We must now address defendant's contention that Trooper Fox did not possess probable cause to arrest him. "To be lawful, a warrantless arrest must be supported by probable cause." State v. Zuniga, 312 N.C. 251, 259, 322 S.E.2d 140, 145 (1984). "`Probable cause for an arrest has been defined to be a reasonable ground of suspicion supported by circumstances sufficiently strong in themselves to warrant a cautious man in believing the accused to be guilty....'" Id. (citations omitted)(quoting State v. Shore, 285 N.C. 328, 335, 204 S.E.2d 682, 687 (1974)). This standard requires "`less than evidence which would justify ...' conviction." Id. at 261, 322 S.E.2d at 146 (quoting Brinegar v. United States, 338 U.S. 160, 175, 69 S. Ct. 1302, 1310, 93 L. Ed. 1879, 1890 (1949)). In making the determination as to whether probable cause exists, one must examine the attenuating facts and circumstances of each case. Id. This Court explained a trial court's function in making this determination in In re Gardner,In determining whether probable cause exists in any particular case, it is the function of the trial court, if there be conflicting evidence, to find the relevant facts. Such factual findings, if supported by competent evidence, are binding on appeal. However, whether the facts so found by the trial court or shown by uncontradicted evidence are such as to establish probable cause in a particular case, is a question of law as to which the trial court's ruling may be reviewed on appeal.
In the instant case, the facts were uncontroverted that defendant was operating a motor vehicle on a public highway in North Carolina on 25 August 1994, when he encountered a traffic diversion at the intersection of Brawley School Road and Stutts Road; that he stopped his vehicle in the middle of that intersection to speak with Trooper Fox as he was uncertain as to which direction he needed to go; that he held a brief conversation with the trooper, during which the trooper detected a strong odor of alcohol about defendant's person; that the trooper directed defendant to pull over to the shoulder of the roadway; that the trooper administered but one Alco-sensor test before arresting defendant; *224 and that defendant was subsequently administered an Intoxilyzer test which indicated that his alcohol concentration was .11, in excess of the .08 legal limit.

> _DIRECTIONS_: Please copy the passage above on probable cause for a warrantless arrest word for word, in full.

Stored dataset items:
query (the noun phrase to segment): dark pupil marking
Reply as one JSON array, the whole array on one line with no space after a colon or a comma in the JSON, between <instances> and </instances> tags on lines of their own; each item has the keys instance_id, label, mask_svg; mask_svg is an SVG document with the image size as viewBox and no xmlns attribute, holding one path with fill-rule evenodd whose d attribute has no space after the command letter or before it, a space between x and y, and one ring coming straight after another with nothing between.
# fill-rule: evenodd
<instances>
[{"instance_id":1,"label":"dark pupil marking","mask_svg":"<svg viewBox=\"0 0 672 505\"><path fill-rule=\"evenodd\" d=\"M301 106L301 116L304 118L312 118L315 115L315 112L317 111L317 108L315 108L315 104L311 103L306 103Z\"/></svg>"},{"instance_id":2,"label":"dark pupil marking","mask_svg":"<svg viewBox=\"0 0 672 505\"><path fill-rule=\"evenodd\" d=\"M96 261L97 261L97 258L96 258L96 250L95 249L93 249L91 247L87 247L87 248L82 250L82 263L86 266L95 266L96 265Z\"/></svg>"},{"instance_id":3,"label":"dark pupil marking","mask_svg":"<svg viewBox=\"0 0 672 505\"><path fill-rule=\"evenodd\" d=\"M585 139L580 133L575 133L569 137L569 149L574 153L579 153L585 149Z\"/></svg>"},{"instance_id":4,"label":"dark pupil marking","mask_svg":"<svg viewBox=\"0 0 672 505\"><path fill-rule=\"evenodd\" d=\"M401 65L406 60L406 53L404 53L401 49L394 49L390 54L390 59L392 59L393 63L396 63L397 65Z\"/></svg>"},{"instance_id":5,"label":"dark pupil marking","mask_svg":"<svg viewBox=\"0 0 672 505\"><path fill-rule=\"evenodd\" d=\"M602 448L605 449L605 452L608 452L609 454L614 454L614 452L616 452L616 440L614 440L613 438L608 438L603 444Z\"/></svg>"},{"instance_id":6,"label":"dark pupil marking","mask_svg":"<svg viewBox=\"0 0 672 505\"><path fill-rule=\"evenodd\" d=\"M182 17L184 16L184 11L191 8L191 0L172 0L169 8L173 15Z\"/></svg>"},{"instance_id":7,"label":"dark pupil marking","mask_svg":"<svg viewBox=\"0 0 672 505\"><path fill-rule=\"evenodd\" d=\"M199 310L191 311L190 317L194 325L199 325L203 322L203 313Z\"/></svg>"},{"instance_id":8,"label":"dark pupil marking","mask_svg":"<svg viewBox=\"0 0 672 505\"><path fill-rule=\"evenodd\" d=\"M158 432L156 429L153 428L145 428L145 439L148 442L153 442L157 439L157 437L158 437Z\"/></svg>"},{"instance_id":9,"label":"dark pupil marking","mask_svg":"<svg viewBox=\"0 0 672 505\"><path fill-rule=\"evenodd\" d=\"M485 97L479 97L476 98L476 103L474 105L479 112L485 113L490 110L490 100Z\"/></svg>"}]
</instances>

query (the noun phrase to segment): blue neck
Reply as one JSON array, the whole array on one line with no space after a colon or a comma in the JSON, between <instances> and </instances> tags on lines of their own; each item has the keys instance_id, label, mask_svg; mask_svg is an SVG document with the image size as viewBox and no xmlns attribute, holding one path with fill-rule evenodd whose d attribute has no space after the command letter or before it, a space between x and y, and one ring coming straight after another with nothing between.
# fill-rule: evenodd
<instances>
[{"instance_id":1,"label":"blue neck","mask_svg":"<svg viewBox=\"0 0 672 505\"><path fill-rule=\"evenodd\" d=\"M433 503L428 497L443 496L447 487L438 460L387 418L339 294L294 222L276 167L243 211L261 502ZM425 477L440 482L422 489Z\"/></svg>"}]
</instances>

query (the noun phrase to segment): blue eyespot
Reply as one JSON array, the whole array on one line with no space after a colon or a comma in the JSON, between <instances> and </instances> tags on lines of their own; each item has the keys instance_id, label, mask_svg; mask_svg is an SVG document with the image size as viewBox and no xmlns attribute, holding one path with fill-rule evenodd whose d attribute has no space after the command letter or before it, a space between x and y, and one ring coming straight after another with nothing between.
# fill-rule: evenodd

==

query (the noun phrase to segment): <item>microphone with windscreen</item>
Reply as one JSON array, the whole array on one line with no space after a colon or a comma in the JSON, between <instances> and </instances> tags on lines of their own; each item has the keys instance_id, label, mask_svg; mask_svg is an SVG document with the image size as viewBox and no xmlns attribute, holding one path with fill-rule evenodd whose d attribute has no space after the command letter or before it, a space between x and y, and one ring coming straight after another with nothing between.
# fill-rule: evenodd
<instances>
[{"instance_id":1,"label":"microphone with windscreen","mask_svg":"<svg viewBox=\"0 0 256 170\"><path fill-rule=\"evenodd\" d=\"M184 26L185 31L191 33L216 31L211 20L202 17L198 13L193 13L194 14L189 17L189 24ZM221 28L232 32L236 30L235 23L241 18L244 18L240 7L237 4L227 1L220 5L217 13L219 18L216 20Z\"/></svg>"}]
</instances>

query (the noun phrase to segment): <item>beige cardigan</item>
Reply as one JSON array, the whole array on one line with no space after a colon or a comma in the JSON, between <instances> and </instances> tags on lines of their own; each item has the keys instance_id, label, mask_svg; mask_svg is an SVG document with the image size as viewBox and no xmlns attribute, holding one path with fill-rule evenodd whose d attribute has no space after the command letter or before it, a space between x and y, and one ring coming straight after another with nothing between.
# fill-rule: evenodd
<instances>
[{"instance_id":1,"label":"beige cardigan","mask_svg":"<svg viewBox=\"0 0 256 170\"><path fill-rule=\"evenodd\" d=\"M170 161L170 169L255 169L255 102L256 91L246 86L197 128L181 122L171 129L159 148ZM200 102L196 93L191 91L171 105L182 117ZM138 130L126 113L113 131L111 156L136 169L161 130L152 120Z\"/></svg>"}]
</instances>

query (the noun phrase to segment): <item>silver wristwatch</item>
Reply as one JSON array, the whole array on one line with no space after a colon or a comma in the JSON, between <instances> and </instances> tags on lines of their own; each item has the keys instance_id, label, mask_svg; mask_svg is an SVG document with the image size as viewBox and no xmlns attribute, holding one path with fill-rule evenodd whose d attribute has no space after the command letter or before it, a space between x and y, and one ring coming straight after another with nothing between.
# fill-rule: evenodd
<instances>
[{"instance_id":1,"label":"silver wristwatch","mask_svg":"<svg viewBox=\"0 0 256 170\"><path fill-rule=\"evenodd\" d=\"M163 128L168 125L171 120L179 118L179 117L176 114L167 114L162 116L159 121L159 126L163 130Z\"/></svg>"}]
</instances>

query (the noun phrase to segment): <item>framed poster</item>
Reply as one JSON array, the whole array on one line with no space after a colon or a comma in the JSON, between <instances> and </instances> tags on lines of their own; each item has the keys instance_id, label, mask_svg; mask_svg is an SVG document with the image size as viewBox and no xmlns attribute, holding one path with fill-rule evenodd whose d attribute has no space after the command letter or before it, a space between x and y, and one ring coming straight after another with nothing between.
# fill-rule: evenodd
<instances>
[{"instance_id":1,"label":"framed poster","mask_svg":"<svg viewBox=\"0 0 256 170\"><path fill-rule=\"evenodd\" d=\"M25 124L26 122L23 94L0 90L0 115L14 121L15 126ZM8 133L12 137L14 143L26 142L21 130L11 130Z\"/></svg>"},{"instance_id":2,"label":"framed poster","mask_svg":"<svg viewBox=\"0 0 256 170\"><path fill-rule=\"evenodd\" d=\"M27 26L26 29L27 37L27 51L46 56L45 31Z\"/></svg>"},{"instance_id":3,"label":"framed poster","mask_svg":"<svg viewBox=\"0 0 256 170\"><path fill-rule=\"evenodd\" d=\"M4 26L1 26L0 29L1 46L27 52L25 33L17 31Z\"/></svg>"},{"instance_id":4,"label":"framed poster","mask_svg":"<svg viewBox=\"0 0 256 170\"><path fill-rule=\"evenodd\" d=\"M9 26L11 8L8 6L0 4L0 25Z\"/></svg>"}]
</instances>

> _THE COMPLETED TASK_:
We must now address defendant's contention that Trooper Fox did not possess probable cause to arrest him. "To be lawful, a warrantless arrest must be supported by probable cause." State v. Zuniga, 312 N.C. 251, 259, 322 S.E.2d 140, 145 (1984). "`Probable cause for an arrest has been defined to be a reasonable ground of suspicion supported by circumstances sufficiently strong in themselves to warrant a cautious man in believing the accused to be guilty....'" Id. (citations omitted)(quoting State v. Shore, 285 N.C. 328, 335, 204 S.E.2d 682, 687 (1974)). This standard requires "`less than evidence which would justify ...' conviction." Id. at 261, 322 S.E.2d at 146 (quoting Brinegar v. United States, 338 U.S. 160, 175, 69 S. Ct. 1302, 1310, 93 L. Ed. 1879, 1890 (1949)). In making the determination as to whether probable cause exists, one must examine the attenuating facts and circumstances of each case. Id. This Court explained a trial court's function in making this determination in In re Gardner,In determining whether probable cause exists in any particular case, it is the function of the trial court, if there be conflicting evidence, to find the relevant facts. Such factual findings, if supported by competent evidence, are binding on appeal. However, whether the facts so found by the trial court or shown by uncontradicted evidence are such as to establish probable cause in a particular case, is a question of law as to which the trial court's ruling may be reviewed on appeal.
In the instant case, the facts were uncontroverted that defendant was operating a motor vehicle on a public highway in North Carolina on 25 August 1994, when he encountered a traffic diversion at the intersection of Brawley School Road and Stutts Road; that he stopped his vehicle in the middle of that intersection to speak with Trooper Fox as he was uncertain as to which direction he needed to go; that he held a brief conversation with the trooper, during which the trooper detected a strong odor of alcohol about defendant's person; that the trooper directed defendant to pull over to the shoulder of the roadway; that the trooper administered but one Alco-sensor test before arresting defendant; *224 and that defendant was subsequently administered an Intoxilyzer test which indicated that his alcohol concentration was .11, in excess of the .08 legal limit.